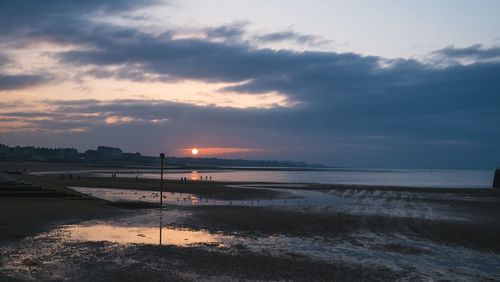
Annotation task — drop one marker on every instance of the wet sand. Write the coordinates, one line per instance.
(375, 234)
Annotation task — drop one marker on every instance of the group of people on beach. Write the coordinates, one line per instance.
(201, 178)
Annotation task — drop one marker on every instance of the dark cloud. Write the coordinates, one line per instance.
(232, 31)
(474, 52)
(291, 36)
(17, 81)
(10, 82)
(449, 139)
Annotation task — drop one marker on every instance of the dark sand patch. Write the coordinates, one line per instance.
(251, 221)
(402, 249)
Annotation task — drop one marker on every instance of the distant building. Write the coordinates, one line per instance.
(109, 152)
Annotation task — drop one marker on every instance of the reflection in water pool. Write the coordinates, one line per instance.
(141, 228)
(138, 235)
(300, 197)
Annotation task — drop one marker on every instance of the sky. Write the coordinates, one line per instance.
(401, 84)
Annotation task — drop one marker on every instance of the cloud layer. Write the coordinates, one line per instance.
(347, 109)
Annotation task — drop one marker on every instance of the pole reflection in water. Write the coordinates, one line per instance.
(161, 222)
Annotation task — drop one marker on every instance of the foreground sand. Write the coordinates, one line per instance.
(380, 234)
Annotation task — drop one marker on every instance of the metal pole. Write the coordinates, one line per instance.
(162, 156)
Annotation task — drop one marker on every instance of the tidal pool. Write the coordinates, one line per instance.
(141, 227)
(138, 235)
(301, 197)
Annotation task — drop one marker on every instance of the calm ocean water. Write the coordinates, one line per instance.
(396, 177)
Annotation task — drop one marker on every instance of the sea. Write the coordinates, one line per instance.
(376, 177)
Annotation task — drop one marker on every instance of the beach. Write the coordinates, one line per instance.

> **TASK DIRECTIONS**
Switch "marker" to "pin" everywhere it occurs in the data above, and write out all of the lines again with nothing else altered. Leave the pictures out of your answer.

> **TASK RESPONSE**
Annotation task — drop one pin on every instance of the wet sand. Write the coordinates, one line per instance.
(375, 234)
Annotation task — drop one pin on every instance of the group of people on beach. Write the coordinates, one line per instance.
(201, 178)
Annotation task — drop one pin on every instance of the dark cloud. Write the coordinates, one line per instance.
(232, 31)
(474, 52)
(291, 36)
(17, 81)
(10, 82)
(449, 139)
Annotation task — drop one pin on every instance of the dark sand patch. Write the coordinates, one line per instance.
(251, 221)
(402, 249)
Annotation task — drop one pin on every instance of the distant building. Write the coordinates, one line per instance.
(109, 152)
Annotation task — drop one pin on every instance of the reflection in water pool. Write the coordinates, one line per instance.
(141, 228)
(138, 235)
(300, 197)
Annotation task — drop one pin on every instance of the sky. Write the coordinates, one line per instance.
(401, 84)
Annotation task — drop one pin on every instance of the cloud layer. Write the coordinates, one line per instance.
(347, 109)
Annotation task — drop one pin on every instance of the pole reflection in water. Write the coordinates, one line per instance.
(161, 222)
Annotation task — drop one pin on every instance of the foreground sand. Write the coordinates, one line per instance.
(380, 234)
Annotation task — drop one pin on every instance of the metal pole. Write the coordinates, one line per instance.
(162, 156)
Annotation task — drop one pin on every instance of the tidal pool. Write the coordinates, one line per instance.
(141, 227)
(138, 235)
(301, 197)
Annotation task — drop one pin on every instance of the calm ocean water. Write the coordinates, one line per instance.
(396, 177)
Annotation task — drop one pin on every instance of the sea. Write the coordinates, one line per instance.
(376, 177)
Annotation task — drop one pin on every instance of the beach. Write the coordinates, one line per instance.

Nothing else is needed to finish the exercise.